His vision for world evangelization was "breathtaking" and his influence "globally seismic."
Veteran missiologist Ralph D. Winter passed away last Wednesday, May 20. (Hat tips to @jhgrantjr and @edstetzer for alerting us via Twitter.)
According to the US Center for World Mission website, Winter died peacefully at home in Pasadena, California, "surrounded by three of his four daughters, his wife Barb, and a few friends."
Winter had been battling cancer and had been weakened by radiation treatments. He was 84.
In 2005, Winter was named by Time magazine as one of America's 25 most influential evangelicals. His speech at the 1974 Lausanne Congress on World Evangelization is credited with focusing evangelical mission activity on "unreached people groups."
Even at 80, Winter generates new strategies from his California-based Frontier Mission Fellowship.

* _Exercise details_: Carry on the news item about the death of Ralph D. Winter, picking up after its final sentence. The listing after this text is separate material with no connection to it.

* _Information given_:
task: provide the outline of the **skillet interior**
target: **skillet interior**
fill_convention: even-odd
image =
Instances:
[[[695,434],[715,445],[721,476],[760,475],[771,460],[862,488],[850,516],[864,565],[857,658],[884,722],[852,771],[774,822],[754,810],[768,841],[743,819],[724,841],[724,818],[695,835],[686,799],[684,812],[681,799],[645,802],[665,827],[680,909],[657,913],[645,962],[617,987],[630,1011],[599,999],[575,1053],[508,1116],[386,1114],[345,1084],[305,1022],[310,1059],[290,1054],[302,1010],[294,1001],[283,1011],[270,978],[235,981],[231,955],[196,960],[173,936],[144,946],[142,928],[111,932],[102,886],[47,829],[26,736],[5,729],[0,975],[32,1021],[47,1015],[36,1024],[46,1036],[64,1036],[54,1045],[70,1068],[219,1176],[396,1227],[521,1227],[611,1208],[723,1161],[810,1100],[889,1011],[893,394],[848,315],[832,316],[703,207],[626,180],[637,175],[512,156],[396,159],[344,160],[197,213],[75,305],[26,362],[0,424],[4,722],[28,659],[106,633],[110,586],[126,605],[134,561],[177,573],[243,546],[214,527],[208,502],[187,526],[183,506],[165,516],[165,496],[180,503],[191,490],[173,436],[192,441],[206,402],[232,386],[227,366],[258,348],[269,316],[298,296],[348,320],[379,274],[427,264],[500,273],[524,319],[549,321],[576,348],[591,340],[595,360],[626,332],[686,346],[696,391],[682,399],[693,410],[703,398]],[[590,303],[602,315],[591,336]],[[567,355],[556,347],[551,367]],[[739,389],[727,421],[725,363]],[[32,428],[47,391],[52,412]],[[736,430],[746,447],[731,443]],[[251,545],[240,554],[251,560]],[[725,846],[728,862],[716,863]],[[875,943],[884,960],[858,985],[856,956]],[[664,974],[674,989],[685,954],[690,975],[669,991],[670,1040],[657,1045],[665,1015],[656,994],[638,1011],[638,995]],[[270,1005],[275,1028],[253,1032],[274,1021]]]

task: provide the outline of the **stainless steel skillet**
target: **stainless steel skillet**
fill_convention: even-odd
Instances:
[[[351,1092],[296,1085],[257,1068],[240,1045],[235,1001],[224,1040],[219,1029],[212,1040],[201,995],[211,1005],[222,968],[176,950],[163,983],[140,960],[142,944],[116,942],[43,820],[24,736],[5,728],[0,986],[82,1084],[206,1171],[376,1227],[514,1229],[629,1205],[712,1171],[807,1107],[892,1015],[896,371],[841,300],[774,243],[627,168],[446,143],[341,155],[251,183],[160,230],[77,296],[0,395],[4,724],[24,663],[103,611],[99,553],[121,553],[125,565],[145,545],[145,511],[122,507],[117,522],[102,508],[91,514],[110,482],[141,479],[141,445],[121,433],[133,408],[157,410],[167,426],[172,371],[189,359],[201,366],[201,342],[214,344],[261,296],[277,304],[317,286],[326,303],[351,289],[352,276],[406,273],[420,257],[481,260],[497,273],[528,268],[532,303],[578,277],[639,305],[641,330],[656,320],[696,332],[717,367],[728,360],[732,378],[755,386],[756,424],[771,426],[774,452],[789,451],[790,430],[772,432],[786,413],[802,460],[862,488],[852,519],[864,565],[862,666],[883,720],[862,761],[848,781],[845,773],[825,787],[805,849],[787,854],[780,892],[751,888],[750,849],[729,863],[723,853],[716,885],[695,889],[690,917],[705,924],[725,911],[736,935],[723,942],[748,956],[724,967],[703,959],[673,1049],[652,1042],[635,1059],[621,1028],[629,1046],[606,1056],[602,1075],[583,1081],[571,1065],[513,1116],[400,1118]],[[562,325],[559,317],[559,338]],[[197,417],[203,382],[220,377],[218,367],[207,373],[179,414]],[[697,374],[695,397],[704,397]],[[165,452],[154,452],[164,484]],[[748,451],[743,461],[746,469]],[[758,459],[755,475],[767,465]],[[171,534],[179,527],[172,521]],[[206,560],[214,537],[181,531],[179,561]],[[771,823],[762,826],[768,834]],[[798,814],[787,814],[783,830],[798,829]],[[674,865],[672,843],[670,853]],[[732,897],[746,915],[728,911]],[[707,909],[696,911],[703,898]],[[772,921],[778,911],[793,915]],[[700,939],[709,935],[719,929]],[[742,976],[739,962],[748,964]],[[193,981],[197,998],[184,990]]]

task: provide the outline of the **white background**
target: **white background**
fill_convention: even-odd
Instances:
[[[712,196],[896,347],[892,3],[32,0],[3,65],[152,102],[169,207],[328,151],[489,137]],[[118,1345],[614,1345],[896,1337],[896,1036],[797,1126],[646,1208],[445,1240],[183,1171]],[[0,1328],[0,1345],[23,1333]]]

* _Response to this task_:
Trained as a civil engineer, linguist, cultural anthropologist and Presbyterian minister, he describes himself as a "Christian social engineer." Working through the William Carey International University and the U.S. Center for World Mission, which he founded, he is producing a new generation of Christian message carriers, some native, ready to venture out to places with such ready-to-be-ministered flocks as Muslim converts to Christianity and African Christians with heretical beliefs. Says Winter: "It's this movement, not the formal Christian church, that's growing. That's our frontier."
An abundance of information is available at ralphwinter.org, including a timeline of "milestone events" and an extensive autobiographical account of his engagement with modern missions and missiology.
Also worth reading: Pastor John Piper's personal tribute to Winter. "His vision of the advance of the gospel was breathtaking," writes Piper, calling Winter's emphasis on unreached peoples "globally seismic in the transformation of missions."